• [Exercise passage]
--

||MonitoringThe ACOP says that the risk from exposure to legionella should be prevented or controlled and that the precautions taken should be monitored to ensure that they remain effective. The following section on monitoring offers guidance on how to do this in cooling systems.
The composition of the make-up and cooling water should be routinely monitored to ensure the continued effectiveness of the treatment programme. The frequency and extent will depend on the operating characteristics of the system, the minimum recommended frequency being once a week to ensure that dosage and bleed rates are correct (see Table 1).
Table 1: Typical on-site monitoring checks recommended for good operating practice
The identification of changes in the water chemistry such as pH, dissolved and suspended solids, hardness, chloride and alkalinity allows any necessary corrective actions to be taken to the treatment programme or system operating conditions. In addition, chemical treatment reserves such as scale and corrosion inhibitors and oxidising biocides should be measured. Routine on-site determination of the concentration of non-oxidising biocides is not practical. The amount of non-oxidising biocide required is therefore calculated from the volume and half-life of the system. Other aspects of the treatment programme such as corrosion rates and microbiological activity will also need to be monitored.
The monitoring programme should also include the routine sampling and testing for the presence of bacteria, both general (aerobic) bacterial species and legionella bacteria. Since the detection of legionella bacteria requires specialist laboratory techniques, routine monitoring for aerobic bacteria is used as an indication of whether microbiological control is being achieved.
The most common method to measure microbiological activity within a cooling system is to use a dip slide. These are commercially available plastic slides which are coated with a sterile nutrient agar, a medium on which many micro-organisms will grow but not legionella. They are dipped into the water and incubated for 48 hours. Any bacteria in the cooling water will grow and form colonies. Comparision with a chart will indicate the number of bacteria in the water. Dip-slides should be dipped in the system water as near to the heat source as possible. If a drain cock is used, it is important that any residual water is run off before the slide is dipped. The dip-slide should then be replaced into its container and incubated for a minimum of 48 hours in an incubator, usually at 30ºC. The incubation period and the temperature should be the same each time the test is performed.

--

• [Record extracts]
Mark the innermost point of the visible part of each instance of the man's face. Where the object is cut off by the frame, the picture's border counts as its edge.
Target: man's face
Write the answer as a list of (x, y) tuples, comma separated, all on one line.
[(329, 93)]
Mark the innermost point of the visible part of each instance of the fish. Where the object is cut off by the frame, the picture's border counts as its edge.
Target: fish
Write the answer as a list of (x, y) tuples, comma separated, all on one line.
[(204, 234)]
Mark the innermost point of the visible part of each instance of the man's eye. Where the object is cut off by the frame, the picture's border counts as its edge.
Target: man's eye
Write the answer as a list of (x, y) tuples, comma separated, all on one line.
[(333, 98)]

--

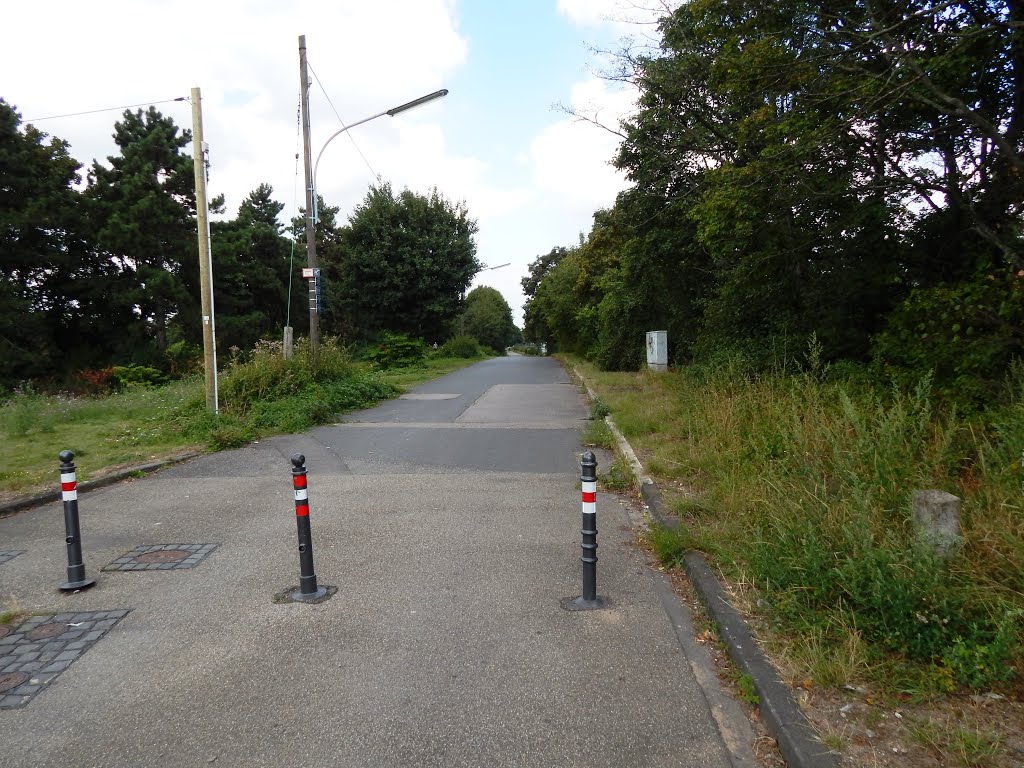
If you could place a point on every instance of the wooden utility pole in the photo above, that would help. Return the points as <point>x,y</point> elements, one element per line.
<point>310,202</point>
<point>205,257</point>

--

• [Your objective] Carry on the passage on monitoring cooling systems for legionella, starting right after its final sentence.

• [Reply to the exercise]
Cooling tower water should be tested, using dip-slides (or similar) on a weekly basis. The timing of dip-slides and other microbiological sampling is important. Sampling should not be carried out if biocide has been recently added. Neither should the visible condition of the water be taken as a good indicator of the need for sampling; there are a number of chemical additions which render the water opaque. Conversely, relatively clear water may be heavily contaminated with bacteria.
Table 2 lists microbiological counts and the appropriate action that should be taken in response to them. While the number of micro-organisms is itself important, it is also necessary to monitor any changes from week-to-week, particularly if there are any increases in the numbers of micro-organisms detected. This should always result in a review of the system and the control strategies. A graphical representation of these date will often help to monitor any trends.
If the control strategy is effective, the dip-slide counts should be consistently low. If an unusually high result is obtained, the test should be repeated immediately and, if confirmed, appropriate action taken (see Table 2). Consistently high microbiological counts using dip-slides should be checked by laboratory-based total viable (TVC). The laboratory should be accredited by the United Kingdom Accreditation Service (UKAS).
Table 2: Action levels following microbial monitoring for cooling towers
Alternative techniques for determining microbiological activity have been developed for on-site use. It is important that such methods can be clearly related to the results achieved by traditional counting methods and that appropriate action levels can be set to inform decisions on the necessary control measures.
Monitoring for legionella
In addition to the routine sampling for aerobic bacteria, the routine monitoring scheme should also include periodic sampling for the presence of legionella bacteria. This should be undertaken at least quarterly unless sampling is necessary for other reasons, such as to identify possible sources of the bacteria during outbreaks of Legionnaires’ Disease. More frequent sampling should be carried out when commissioning a system and establishing a treatment programme. Sampling should be carried out on a monthly basis until it can be shown that the system is under control. If a legionella-positive sample is found as a result of routine sampling, more frequent samples may be required as part of the review of the system/risk assessment to help establish when the system is back under control. The sampling method should be in accordance with ISO 11731:19988 and the biocide neutralised where possible. Samples should be taken as near to the heat source as possible. They should be tested by a UKAS accredited laboratory that takes part in the Public Health Laboratory Scheme for the isolation of legionella from water. The laboratory should also supply a minimum theoretical mathematical detection limit of less than, or equal to, 100 legionella bacteria per litre of sample.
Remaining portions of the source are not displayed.